▶ [WHAT YOU ARE ASKED TO DO]:
Substitute "nonzero" for "even-odd" everywhere it occurs in the rows below, and write the lines out again with no other change. Omit the pictures from your answer.

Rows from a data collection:

--------------------------------

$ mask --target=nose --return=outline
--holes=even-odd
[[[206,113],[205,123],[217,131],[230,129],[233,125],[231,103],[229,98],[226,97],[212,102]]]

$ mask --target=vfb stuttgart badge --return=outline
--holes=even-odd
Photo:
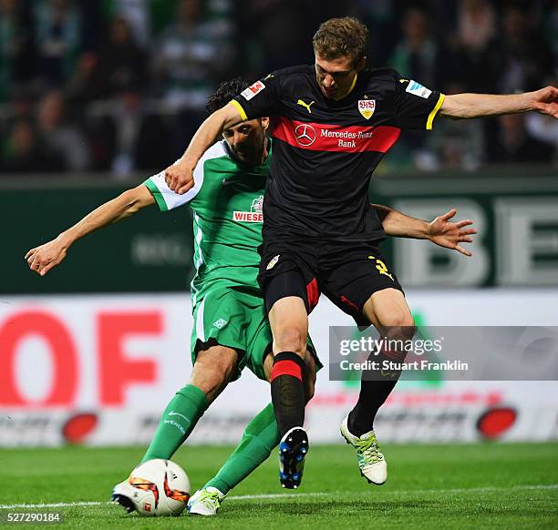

--------------------------------

▶ [RESPONSE BELOW]:
$ mask --target=nose --return=outline
--holes=nonzero
[[[206,113],[205,123],[217,131],[230,129],[233,125],[231,103],[229,98],[226,97],[212,102]]]

$ mask --target=vfb stuttgart badge --return=outline
--holes=nonzero
Photo:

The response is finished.